▶ **Reading text**:
The New York Times bestselling author Tim Lebbon tells The Horror Zine how he got his start and what he is doing now. Tim also shares tips for new writers!
Tim Lebbon

INTERVIEW WITH TIM LEBBON

JEANI:  You’ve been a best-selling author since 1997, with your first novel Mesmer. What made you decide to become a writer? 

TIM: I don't think I really decided, it just happened.  It wasn't a case of me sitting down and thinking, right then, what shall I do with my life?  Airline pilot?  Plumber?  Guitar manufacturer?  Writer .... yeah, writer.  I've always loved writing, from a very early age––I guess I was writing my first stories when I was still in single digits.  It progressed, and the love of writing grew in my mind and is still growing.  Doing it full-time, there are different stresses and tensions, and the business side of it comes to the fore sometimes.  But I still love it, and I'm always thankful that I can do what I do and make a living from it.

JEANI:  How did you begin the process? (For example, did you submit short stories to magazines, or did you start out with a complete novel, etc).

TIM: I wrote shorts stories for the UK small presses of the 1990s.  Theses were magazines––sometimes with covers and artwork, sometimes just photocopied and stapled––that rarely paid, and had circulations of a couple of hundred, run by people passionate about short stories.  The editorial input was sometimes good, and at other times there was barely any.  The magazines had names like Peeping Tom, Psychotrope, Grotesque, Black Tears, Dreams from the Stranger's Cafe ... I'm sure some people reading this now are nodding nostalgically.  I guess I had maybe 40 stories published before my first novel Mesmer was picked up by Tanjen.  Following on from that were more short stories and novellas, then more novels, and over the past few years I've been writing only a couple of short stories per year. 

JEANI: All writers receive rejection notices when they first start out. Did you get your share of rejections in your early days? And what advice can you give to new writers who are feeling discouraged over their own rejection notices?

TIM:  Hell, I got hundreds of them, and I still get them now.  Everyone gets rejection letters.  They should make you stronger––I wrote dozens of stories trying to get into the magazine The Third Alternative, and eventually got there, and I think I improved immensely doing so.  Take positive comment from rejections, and don't let them grind you down.  They're as much a part of the learning process as anything, and a good writer never stops learning.  

JEANI: You were once quoted as saying: “Gradually over the years I've become more serious about [writing] until now it’s an obsession: it’s no longer that I want to write, I have to.” Can you expand on that?

TIM: I think most writers will communicate a need to write.  I need to write, both from a psychological perspective––it's the way my parents put my hat on––and now from a professional perspective too, so that I can earn a living and so continue doing it.  But if I wasn't making money from my writing, I'd still write.  It's what drives me, and what makes me able to function as a (relatively) normal human being.  I believe that storytelling is one of the most important aspects of being human––it requires empathy for others, appreciation of different outlooks, and an ability to think beyond your own self-contained world.  And all of that is very, very healthy.  I'm very lucky to have made many life-long friends through what I do, and writers are amongst the strangest people I've met, and also the nicest.

▶ **Material for this task**:
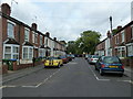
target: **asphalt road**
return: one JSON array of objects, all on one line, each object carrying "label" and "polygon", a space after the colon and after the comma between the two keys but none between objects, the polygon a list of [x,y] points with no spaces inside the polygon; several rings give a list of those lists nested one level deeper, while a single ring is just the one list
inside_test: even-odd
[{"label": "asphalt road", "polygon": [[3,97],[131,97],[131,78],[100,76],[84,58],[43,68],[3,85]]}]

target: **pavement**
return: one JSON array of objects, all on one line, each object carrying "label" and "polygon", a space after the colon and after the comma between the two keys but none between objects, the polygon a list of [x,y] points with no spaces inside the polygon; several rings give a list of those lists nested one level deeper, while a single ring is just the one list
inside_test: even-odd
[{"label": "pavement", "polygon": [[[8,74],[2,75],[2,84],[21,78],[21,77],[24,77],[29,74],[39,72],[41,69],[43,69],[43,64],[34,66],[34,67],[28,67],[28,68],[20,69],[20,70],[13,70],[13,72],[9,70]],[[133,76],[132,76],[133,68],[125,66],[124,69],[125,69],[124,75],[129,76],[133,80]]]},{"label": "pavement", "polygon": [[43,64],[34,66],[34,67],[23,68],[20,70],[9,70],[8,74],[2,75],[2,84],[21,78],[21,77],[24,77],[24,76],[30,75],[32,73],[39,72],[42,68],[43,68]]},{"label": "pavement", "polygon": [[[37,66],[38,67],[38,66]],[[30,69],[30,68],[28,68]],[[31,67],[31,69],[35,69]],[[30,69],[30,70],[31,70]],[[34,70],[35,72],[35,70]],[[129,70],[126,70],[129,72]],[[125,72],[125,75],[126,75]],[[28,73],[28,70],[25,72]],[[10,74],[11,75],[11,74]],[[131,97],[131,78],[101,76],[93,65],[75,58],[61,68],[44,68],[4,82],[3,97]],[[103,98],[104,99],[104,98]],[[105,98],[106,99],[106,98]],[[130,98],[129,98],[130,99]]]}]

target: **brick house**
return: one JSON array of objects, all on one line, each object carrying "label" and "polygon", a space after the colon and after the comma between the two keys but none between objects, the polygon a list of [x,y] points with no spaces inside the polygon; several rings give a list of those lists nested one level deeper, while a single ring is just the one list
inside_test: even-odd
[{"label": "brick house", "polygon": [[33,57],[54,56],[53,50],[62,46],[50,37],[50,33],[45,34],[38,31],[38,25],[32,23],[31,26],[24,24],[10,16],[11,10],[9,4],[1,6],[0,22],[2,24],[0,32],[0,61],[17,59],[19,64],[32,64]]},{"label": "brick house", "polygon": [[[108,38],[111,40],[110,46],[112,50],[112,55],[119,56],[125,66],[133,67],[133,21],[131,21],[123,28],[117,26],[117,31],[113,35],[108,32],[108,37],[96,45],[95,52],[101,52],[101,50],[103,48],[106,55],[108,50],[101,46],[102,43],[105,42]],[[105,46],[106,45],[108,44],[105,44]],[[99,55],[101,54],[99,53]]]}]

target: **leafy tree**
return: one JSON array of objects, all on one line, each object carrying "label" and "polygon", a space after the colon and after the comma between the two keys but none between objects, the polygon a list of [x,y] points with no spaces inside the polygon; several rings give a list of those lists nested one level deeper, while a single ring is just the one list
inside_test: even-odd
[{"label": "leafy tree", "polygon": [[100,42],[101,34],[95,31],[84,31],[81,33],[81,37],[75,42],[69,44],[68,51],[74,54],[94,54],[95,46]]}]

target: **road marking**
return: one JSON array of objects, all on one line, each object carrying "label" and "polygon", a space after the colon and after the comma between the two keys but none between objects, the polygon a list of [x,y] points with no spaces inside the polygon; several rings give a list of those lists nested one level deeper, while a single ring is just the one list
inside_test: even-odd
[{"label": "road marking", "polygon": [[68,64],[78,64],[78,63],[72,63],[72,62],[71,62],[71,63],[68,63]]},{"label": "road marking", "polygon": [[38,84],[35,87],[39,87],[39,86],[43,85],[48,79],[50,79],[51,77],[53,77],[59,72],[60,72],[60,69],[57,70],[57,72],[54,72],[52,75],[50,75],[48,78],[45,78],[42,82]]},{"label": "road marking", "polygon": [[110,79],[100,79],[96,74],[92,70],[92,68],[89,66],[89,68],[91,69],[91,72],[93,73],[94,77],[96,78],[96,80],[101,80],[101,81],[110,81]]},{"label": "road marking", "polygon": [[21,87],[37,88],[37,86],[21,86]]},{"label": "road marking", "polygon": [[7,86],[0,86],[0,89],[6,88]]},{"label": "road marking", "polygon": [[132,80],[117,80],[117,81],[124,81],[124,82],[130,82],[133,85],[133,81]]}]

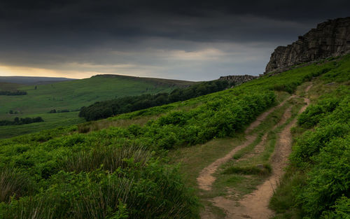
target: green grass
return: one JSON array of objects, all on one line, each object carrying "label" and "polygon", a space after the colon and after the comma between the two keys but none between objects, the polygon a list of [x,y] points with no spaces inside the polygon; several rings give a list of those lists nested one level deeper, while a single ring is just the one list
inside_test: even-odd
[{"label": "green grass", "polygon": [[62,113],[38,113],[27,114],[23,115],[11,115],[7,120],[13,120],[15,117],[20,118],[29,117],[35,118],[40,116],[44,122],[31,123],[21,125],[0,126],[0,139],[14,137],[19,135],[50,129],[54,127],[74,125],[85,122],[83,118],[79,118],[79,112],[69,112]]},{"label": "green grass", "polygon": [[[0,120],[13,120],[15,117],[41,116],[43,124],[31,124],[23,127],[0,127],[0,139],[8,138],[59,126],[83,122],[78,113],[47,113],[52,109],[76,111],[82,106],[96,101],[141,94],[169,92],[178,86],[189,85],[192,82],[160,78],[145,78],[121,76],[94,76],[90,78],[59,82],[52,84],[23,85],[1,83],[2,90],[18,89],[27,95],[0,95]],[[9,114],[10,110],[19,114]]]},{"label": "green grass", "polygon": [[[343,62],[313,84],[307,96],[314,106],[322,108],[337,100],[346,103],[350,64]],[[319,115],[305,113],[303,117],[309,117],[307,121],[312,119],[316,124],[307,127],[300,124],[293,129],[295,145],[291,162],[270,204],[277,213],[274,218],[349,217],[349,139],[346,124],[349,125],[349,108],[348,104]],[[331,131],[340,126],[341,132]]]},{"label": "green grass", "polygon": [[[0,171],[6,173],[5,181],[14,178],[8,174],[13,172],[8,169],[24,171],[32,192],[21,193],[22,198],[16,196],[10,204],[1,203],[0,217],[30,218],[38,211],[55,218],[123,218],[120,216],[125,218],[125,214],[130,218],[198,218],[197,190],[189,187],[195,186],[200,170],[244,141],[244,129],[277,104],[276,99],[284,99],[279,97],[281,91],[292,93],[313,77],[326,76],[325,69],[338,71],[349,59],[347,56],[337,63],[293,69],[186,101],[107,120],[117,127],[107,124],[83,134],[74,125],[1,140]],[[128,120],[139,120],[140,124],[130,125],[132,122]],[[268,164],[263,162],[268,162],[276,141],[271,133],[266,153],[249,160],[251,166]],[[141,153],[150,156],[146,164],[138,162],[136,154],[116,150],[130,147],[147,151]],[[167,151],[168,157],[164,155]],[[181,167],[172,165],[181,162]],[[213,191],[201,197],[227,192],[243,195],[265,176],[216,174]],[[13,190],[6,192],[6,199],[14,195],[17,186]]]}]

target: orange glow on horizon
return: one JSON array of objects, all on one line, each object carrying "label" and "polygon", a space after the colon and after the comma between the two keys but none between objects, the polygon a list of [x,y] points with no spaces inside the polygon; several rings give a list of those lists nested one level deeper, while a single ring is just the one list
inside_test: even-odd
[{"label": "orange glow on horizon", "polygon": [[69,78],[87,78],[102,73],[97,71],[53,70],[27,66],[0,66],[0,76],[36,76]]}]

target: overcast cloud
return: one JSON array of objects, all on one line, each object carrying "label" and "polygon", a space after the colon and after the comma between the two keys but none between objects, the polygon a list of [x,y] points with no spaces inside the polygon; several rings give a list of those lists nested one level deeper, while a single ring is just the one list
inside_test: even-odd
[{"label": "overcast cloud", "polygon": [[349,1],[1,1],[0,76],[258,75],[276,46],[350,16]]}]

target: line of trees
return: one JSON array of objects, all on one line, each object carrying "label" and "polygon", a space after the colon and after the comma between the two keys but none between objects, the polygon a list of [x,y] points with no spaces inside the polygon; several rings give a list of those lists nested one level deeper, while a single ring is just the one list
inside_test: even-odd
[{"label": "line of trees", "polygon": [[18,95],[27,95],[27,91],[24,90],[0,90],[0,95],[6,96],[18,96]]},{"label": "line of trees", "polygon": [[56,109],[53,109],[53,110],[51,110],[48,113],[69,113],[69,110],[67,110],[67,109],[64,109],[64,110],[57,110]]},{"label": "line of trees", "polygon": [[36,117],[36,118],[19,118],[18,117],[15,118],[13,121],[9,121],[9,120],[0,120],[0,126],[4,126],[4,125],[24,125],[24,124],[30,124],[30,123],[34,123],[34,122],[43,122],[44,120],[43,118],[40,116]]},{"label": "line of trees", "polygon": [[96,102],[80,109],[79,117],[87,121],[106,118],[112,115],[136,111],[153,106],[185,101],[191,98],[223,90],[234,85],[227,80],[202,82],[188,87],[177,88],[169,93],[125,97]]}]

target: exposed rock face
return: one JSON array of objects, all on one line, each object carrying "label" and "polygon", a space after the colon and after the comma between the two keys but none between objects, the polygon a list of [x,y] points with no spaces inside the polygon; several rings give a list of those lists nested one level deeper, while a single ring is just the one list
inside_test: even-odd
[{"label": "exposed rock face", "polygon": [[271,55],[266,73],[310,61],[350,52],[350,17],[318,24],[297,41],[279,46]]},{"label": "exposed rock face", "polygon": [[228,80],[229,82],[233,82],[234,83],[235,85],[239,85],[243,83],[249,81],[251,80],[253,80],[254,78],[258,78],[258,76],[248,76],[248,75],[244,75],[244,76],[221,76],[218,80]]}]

▶ **Goals**:
**a)** Select every line of the records that contains the string "target", treating uppercase and lowercase as different, and copy those lines out.
**b)** Pick up the interview with Tim Lebbon after its last sentence and continue it.
The interview with Tim Lebbon and the records are unrelated materials.

▶ **Answers for this exercise**:
**a)**
target: **asphalt road**
target: **pavement**
target: **brick house**
target: **leafy tree**
target: **road marking**
target: green grass
target: orange glow on horizon
target: overcast cloud
target: line of trees
target: exposed rock face

**b)**
JEANI: Your newest best-selling novel, Echo City, is a fantasy about an ancient city in a vast, empty desert. How do you shift between the fantasy and horror genres so seamlessly?

TIM: Well, I wouldn't say it's best-selling just yet, but I keep my fingers crossed.  As for shifting between genres, I really don't see it like that at all.  It's not a shift, more of a drift, and sometimes it's barely noticeable to me.  I'm tackling some of the same ideas, the writing is the same, the only real difference is setting.  With my horror novels, they're generally set in a recognizable world.  Fantasy novels are set somewhere else.  There are challenges to both, of course, and that's why I enjoy being able to drift back and forth.  Lines are blurred, if there at all.  That's a good thing.  

JEANI: I understand there are two (not one, but TWO!) films in progress, one based on your short story Pay the Ghost and the other on your novel The Secret Journeys of Jack London: The Wild. Can you tell us how it feels to move from novels to the silver screen?

TIM: It's fantastic.  Writing screenplays is something I've dabbled in over the past few years, and I really enjoy it––a very different process, but still storytelling.  So when Fox2000 optioned the Secret Journeys of Jack London series (which I'm writing with my mate Chris Golden), and hired us to write the script, I was thrilled.  From dabbling, to writing for a major studio in the blink of an eye.  It's been a thrilling process, and my learning curve has been steep.  I'm sure it'll lead on to more projects, and I see screenwriting becoming a larger part of my future.  I'm already writing another screenplay of my own, collaborating on one with Steve Volk, and developing a couple of TV series ideas with other collaborators.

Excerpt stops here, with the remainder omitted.